» **INPUT ROWS**
━━━━━━━━━━━━━━━━

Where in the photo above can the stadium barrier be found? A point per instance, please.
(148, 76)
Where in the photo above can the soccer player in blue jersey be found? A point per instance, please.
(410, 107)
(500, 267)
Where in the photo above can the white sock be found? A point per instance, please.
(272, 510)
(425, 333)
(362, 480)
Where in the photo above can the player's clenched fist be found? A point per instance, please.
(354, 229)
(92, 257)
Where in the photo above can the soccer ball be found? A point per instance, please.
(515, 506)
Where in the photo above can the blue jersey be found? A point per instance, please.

━━━━━━━━━━━━━━━━

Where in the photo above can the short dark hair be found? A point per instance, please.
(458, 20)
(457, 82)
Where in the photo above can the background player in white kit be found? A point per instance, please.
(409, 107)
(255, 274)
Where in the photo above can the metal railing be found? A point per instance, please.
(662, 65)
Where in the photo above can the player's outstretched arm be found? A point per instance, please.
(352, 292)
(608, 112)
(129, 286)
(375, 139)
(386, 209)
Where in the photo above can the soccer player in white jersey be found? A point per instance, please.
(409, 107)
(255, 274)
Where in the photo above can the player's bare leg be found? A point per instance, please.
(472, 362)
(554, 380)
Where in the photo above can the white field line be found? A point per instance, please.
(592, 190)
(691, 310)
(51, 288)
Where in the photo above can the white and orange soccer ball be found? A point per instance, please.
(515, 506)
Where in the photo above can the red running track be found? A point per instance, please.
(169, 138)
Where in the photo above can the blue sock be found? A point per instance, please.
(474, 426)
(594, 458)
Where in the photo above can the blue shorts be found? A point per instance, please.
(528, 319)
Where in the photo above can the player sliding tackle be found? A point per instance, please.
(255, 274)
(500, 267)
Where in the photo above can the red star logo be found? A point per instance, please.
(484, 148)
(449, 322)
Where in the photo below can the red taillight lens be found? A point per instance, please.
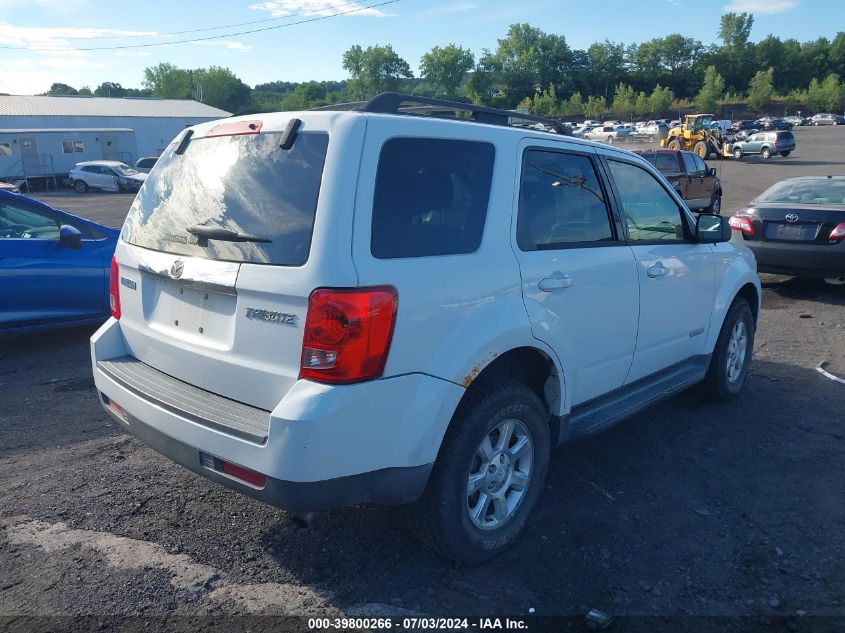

━━━━━━━━━━━━━━━━

» **WHAT TO WORK ON**
Rewrite the part of the entries that opens with the line containing "Where in the photo above can the white and" and closes with the line containing "Where in the photo below", substituting "athletics track" for "running track" and leaving everything else unchanged.

» **FINAL ANSWER**
Where in the photo above can the white and orange soccer ball be found? A point per instance, please.
(515, 506)
Where in the photo above can the red athletics track be found? A point per instance, please.
(169, 138)
Where in the photo above can the blue sock be found? A point per instance, please.
(474, 426)
(594, 458)
Where in the photo above can the blue shorts be found? A point per instance, please.
(528, 319)
Where in the photo above can the player sliding tackle be found? A point per instance, please.
(255, 274)
(500, 267)
Where in the photo above can the red star logo be found? A point per instance, please.
(484, 148)
(449, 322)
Where in the photo below can the red taillight lens be found? A point per instance, please.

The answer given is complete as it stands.